Details zur Aufgabe. Entnimm dem folgenden Material alle Zeilen, in denen die Zeichenfolge „query“ vorkommt.

Auszüge aus Zeigedaten:
····················

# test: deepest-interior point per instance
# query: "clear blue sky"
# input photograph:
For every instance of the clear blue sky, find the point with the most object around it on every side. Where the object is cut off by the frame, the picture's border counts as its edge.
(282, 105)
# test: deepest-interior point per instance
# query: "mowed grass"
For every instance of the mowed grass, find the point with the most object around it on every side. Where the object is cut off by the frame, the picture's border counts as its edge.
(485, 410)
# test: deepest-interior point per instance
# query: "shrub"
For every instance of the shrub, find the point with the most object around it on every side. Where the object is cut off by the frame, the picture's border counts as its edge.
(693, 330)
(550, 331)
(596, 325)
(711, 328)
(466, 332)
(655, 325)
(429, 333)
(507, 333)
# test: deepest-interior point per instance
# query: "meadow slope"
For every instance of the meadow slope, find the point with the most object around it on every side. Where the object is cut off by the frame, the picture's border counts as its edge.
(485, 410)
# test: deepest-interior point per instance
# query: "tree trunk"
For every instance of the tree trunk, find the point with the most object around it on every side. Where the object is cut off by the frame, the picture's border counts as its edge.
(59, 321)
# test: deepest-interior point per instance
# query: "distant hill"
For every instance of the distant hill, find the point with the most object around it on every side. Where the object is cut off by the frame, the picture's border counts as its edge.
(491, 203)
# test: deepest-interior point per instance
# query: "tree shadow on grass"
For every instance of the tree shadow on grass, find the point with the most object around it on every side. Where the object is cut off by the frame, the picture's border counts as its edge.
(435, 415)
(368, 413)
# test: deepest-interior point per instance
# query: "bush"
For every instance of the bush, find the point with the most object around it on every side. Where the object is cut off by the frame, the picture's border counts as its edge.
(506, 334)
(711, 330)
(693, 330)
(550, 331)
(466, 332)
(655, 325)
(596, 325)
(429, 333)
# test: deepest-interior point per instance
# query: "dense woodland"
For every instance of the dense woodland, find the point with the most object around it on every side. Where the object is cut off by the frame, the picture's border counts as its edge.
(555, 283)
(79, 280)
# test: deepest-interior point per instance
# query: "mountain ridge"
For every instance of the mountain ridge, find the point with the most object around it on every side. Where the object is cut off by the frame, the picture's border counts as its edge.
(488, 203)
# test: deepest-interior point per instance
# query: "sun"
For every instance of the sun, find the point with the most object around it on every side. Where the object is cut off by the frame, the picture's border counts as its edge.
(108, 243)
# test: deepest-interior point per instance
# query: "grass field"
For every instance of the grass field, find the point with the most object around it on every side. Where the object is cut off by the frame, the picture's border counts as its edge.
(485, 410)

····················

Endgültige Antwort.
# query: "clear blue sky"
# query: "mowed grass"
# query: "shrub"
# query: "meadow slope"
# query: "tree trunk"
# query: "distant hill"
# query: "tree shadow on grass"
# query: "bush"
# query: "dense woodland"
# query: "mountain ridge"
# query: "sun"
# query: "grass field"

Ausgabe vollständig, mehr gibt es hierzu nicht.